[Exercise description]:
Count the lines in the material below that contain the string "outline", treating uppercase and lowercase letters as distinct, and give only the number.

[Supplied material]:
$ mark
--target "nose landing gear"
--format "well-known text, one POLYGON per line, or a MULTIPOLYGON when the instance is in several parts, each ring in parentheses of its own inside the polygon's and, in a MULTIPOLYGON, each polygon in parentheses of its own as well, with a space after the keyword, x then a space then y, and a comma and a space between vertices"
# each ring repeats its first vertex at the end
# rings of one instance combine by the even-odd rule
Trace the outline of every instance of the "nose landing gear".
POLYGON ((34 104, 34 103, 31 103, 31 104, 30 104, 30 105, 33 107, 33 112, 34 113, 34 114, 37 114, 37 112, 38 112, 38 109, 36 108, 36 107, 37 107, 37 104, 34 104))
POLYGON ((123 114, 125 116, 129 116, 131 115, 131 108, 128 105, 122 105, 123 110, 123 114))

...

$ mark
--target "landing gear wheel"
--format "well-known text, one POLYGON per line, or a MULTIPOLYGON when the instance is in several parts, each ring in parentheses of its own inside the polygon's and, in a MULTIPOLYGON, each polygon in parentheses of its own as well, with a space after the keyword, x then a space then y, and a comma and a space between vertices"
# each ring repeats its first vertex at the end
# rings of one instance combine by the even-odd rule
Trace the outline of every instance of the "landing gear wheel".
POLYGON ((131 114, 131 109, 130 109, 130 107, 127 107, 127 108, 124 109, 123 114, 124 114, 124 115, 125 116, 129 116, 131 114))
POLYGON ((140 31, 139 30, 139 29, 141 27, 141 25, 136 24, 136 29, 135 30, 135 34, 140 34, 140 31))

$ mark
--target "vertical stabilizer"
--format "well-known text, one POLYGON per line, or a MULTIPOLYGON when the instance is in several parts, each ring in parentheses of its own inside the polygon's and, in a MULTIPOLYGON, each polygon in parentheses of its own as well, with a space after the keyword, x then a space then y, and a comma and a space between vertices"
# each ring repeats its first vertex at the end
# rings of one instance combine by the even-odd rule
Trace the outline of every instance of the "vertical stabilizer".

[Result of the task]:
3